__Text excerpt__:
If the mood in the city's tourism industry was blue in the weeks since severe acute respiratory syndrome arrived in Canada last month, it turned downright black Wednesday.

"This is very, very sad," said a rueful Bud Purves, the usually chipper president of the CN Tower, arguably Canada's most recognizable tourist attraction.

"I'm not going to sugar-coat this; I think it will have a very severe downturn on us," Mr. Purves said. "This is going to hit the pocketbook of every person in Toronto."

Mr. Purves said he has had "a number of cancellations" in recent weeks; receipts over the Easter long weekend were down 15 per cent compared to previous years.

Each year, Toronto plays host to some 16 million visitors who fuel the city's second largest industry to the tune of more than $3.4-billion each year.

The ensuing economic impact is worth more than $7-billion annually and supports some 95,000 jobs in the greater Toronto area alone, says Tourism Toronto.

"We do know that the impacts on hotel reservations are very severe," said Joe Halstead, the city's commissioner of economic development.

"We know that our restaurants are in dire straits in particular in certain sectors of the city. We know that our retail sector is feeling the pinch in major ways."

It's hard to estimate the exact impact to date, since returns on sales tax in Ontario - the traditional benchmark used to gauge tourism spending - are three months behind, Mr. Halstead said.

But anecdotal evidence from retailers suggests sales are down by between 20 and 30 per cent, he said. Some restaurants in the downtown core say they've lost more than half their customers.

__Record excerpts__:

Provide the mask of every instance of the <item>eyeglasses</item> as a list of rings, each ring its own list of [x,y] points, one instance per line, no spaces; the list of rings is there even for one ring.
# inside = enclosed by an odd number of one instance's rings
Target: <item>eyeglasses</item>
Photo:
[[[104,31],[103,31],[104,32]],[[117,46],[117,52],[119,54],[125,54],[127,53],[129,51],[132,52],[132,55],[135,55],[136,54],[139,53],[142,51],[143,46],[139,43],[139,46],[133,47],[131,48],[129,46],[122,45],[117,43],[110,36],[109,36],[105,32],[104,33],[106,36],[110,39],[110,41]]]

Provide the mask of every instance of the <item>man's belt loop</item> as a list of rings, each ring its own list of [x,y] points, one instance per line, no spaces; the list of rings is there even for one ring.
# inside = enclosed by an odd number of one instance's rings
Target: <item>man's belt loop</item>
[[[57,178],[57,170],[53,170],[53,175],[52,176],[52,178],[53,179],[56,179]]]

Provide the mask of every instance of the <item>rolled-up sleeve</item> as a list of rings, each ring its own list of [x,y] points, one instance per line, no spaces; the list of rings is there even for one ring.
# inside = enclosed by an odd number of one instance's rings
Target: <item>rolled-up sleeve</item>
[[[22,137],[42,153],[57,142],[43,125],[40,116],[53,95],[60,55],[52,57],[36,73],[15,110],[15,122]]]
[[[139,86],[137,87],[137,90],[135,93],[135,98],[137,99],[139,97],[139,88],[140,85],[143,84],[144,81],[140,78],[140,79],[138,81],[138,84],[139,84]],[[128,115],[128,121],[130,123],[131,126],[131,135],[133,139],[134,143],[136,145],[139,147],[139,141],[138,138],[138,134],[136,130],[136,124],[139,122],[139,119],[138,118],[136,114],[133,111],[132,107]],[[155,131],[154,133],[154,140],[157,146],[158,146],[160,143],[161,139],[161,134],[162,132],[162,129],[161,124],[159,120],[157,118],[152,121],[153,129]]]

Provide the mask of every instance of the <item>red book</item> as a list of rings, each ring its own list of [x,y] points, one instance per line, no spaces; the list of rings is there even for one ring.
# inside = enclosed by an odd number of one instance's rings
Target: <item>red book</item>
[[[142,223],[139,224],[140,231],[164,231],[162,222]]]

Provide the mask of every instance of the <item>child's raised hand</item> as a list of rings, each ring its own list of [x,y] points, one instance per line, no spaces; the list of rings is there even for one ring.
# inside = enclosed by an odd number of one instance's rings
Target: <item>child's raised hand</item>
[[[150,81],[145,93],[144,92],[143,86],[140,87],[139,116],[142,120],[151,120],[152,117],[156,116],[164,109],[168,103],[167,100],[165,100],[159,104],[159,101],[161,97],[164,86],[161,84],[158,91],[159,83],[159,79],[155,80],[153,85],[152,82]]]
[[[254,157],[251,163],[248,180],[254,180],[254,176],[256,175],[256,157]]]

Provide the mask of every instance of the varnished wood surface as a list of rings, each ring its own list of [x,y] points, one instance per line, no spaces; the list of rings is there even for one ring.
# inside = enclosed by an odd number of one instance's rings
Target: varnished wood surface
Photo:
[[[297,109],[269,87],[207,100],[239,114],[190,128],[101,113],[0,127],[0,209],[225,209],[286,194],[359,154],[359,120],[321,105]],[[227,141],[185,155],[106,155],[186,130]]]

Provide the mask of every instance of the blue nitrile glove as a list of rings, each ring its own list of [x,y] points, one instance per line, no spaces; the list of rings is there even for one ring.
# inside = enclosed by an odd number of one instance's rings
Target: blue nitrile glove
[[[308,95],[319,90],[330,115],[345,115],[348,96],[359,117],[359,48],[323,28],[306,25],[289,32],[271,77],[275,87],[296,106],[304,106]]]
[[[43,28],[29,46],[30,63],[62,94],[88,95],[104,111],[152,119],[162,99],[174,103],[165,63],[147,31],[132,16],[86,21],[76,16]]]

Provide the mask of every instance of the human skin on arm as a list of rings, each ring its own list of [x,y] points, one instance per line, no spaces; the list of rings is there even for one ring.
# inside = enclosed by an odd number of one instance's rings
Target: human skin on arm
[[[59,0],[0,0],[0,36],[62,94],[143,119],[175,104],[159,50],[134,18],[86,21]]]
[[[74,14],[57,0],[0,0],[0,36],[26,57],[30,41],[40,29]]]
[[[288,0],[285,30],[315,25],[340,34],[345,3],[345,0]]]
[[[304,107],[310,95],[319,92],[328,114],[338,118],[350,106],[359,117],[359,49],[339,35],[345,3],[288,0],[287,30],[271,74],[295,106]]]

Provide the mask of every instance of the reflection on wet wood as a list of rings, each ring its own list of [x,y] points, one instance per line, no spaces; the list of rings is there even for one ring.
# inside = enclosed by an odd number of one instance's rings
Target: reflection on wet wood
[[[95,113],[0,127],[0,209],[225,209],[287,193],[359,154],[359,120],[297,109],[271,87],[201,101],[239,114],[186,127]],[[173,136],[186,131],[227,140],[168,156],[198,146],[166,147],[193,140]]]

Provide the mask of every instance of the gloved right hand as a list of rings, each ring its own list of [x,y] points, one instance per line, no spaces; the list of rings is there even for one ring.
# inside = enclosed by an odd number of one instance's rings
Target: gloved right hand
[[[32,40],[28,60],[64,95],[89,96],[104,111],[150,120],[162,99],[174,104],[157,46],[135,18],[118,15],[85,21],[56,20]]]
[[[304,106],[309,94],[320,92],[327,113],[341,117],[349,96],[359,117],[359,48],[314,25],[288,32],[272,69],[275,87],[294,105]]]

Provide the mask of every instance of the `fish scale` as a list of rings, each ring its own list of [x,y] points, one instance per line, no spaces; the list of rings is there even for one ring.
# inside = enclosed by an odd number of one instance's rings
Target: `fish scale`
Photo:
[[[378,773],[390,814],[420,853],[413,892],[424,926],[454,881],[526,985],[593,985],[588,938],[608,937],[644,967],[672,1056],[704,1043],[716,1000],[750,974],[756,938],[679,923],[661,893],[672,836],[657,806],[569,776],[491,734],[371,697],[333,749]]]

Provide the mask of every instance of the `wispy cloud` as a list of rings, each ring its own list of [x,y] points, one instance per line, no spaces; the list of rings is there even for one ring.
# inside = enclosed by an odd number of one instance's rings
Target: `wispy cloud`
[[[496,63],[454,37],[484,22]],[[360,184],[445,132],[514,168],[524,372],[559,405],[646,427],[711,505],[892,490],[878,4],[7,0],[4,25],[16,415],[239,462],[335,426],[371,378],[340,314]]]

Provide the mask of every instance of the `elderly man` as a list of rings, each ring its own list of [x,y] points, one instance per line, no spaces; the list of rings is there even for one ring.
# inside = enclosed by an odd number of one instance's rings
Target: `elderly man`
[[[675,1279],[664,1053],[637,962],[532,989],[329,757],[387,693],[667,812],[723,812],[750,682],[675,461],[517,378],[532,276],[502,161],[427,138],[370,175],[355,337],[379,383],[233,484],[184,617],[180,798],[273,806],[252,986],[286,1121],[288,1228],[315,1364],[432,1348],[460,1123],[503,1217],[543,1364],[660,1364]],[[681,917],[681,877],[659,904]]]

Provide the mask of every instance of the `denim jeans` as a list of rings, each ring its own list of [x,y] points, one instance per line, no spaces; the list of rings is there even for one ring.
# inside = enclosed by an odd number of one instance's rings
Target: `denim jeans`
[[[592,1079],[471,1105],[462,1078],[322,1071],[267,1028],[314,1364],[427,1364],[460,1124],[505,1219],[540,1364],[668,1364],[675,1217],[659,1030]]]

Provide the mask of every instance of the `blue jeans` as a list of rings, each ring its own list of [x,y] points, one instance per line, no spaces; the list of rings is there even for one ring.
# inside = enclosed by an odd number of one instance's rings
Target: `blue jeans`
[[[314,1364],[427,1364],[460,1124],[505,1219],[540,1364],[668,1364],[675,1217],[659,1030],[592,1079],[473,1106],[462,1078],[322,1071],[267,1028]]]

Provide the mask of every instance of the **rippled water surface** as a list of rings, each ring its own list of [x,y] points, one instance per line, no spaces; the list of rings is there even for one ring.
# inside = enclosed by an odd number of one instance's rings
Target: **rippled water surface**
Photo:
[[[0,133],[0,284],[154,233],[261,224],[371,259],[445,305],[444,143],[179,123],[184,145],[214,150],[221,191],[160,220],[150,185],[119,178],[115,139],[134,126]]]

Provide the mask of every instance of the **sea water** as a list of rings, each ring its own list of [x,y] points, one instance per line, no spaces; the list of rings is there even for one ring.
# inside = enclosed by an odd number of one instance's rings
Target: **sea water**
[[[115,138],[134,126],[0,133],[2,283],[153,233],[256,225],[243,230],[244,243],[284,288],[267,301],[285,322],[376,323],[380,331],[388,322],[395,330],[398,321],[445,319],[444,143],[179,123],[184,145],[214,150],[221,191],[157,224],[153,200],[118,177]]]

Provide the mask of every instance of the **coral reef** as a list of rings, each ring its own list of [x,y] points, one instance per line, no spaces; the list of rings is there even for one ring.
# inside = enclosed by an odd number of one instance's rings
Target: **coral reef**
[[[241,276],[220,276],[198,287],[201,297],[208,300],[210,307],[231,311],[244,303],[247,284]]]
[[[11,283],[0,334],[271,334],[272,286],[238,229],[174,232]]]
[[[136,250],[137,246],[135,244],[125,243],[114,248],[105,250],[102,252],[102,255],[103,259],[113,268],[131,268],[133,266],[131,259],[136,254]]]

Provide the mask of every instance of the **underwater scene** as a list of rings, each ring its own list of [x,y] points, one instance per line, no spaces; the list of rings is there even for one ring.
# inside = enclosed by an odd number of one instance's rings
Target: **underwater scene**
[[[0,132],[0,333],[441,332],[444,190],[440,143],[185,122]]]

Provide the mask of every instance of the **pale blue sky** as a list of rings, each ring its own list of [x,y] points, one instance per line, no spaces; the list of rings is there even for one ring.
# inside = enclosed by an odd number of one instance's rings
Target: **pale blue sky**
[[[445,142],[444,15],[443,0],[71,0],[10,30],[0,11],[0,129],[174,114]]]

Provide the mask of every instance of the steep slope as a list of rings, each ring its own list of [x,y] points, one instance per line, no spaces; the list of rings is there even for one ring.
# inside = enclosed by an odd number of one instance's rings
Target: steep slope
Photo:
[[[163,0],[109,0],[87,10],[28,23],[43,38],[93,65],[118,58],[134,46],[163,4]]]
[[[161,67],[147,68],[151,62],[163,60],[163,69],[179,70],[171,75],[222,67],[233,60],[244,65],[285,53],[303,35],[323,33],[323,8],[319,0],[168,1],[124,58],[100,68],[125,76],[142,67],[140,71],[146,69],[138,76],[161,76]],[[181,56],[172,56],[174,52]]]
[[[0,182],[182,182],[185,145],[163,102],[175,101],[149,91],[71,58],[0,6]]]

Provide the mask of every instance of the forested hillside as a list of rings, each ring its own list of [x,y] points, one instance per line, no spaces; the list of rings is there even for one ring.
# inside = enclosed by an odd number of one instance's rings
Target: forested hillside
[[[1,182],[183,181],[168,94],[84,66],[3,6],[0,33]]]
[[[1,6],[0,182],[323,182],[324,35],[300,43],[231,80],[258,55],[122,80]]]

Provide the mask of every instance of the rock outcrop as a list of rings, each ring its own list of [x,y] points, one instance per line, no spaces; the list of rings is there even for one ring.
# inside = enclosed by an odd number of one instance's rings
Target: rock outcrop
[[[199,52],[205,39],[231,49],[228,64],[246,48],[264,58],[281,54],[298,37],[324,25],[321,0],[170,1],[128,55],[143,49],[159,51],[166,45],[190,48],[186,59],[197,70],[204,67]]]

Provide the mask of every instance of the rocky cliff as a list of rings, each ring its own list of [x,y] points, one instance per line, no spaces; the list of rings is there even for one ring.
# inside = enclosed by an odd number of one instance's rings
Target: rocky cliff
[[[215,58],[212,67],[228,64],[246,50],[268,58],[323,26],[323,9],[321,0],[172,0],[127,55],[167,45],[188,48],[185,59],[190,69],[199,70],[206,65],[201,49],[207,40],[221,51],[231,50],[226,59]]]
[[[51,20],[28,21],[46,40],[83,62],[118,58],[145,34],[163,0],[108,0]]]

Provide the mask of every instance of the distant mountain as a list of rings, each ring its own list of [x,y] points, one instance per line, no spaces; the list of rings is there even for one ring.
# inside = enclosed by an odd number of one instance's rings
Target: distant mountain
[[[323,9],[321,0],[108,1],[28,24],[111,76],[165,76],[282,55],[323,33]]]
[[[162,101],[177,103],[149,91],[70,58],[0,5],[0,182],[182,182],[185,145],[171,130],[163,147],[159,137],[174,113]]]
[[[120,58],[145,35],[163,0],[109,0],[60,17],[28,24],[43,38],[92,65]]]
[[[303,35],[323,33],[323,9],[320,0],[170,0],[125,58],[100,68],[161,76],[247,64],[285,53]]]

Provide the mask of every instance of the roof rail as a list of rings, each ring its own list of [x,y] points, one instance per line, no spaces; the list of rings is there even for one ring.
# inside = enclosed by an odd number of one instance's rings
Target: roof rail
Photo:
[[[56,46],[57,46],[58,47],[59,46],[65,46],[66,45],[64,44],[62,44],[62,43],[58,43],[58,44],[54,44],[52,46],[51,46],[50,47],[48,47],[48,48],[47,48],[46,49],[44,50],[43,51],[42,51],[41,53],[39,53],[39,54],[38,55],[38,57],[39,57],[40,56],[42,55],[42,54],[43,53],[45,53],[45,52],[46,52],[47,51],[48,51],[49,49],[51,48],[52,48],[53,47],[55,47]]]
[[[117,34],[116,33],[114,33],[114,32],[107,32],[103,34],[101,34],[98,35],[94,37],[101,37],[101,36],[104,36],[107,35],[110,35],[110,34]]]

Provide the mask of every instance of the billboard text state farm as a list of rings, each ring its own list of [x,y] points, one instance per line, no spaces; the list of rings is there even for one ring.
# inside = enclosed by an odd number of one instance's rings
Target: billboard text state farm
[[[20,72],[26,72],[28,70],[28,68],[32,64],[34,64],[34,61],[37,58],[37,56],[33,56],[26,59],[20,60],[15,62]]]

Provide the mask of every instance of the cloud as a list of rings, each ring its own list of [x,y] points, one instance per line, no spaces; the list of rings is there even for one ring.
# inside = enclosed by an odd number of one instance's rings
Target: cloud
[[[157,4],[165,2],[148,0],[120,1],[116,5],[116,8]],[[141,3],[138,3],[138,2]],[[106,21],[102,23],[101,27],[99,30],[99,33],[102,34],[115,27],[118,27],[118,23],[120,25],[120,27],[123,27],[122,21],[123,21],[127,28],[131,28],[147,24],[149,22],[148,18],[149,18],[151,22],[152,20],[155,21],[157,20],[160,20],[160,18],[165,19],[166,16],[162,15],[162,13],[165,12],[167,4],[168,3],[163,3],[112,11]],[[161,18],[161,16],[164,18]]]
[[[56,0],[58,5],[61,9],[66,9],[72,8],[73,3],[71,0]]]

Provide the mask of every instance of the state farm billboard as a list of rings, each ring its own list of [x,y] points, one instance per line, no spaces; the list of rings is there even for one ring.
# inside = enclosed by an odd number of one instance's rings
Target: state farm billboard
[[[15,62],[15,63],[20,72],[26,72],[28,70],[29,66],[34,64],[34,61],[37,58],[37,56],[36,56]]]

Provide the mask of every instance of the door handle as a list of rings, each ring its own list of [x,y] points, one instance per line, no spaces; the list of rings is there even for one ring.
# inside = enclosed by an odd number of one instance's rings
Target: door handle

__What to work on__:
[1] In the article on SARS and Toronto tourism, how many jobs in the greater Toronto area does tourism support, according to Tourism Toronto?
[2] In the article on SARS and Toronto tourism, which sectors does Joe Halstead name as being hurt?
[3] Extend the article on SARS and Toronto tourism, beginning after its last sentence.
The items play no part in this work.

__Response list__:
[1] Some 95,000 jobs.

[2] Hotels (hotel reservations), restaurants, and the retail sector.

[3]
Bruce MacMillan, Tourism Toronto president and chief executive, announced plans for a coalition of business, government and labour leaders who will devise ways to keep damage to a minimum.

For the moment, however, the plan is to keep tour operators, convention organizers and the like from pulling the plug for no good reason, Mr. MacMillan said.

"Not all the facts are getting out to them," he said.

"We are talking to every convention organizer, we're talking to every tour operator, we are getting them the information. That's what people want right now, they want the facts."

To date, two major conventions scheduled for Toronto have been cancelled, Mr. MacMillan said: the American Association of Cancer Research and the Society of Vascular Surgery, which together were worth $25-million to the city.

But not all the news is bad, he added.

Two high-profile conferences, the U.S. National Association of School Psychologists and the Industrial Accident Prevention Association, went ahead as scheduled, and the 20th annual Toronto Wine Show had one of its best years ever.

Tourism isn't Toronto's only soft spot, either. Mr. Lastman said he intends to ask the big banks to defer loan and mortgage payments for those affected by the outbreak.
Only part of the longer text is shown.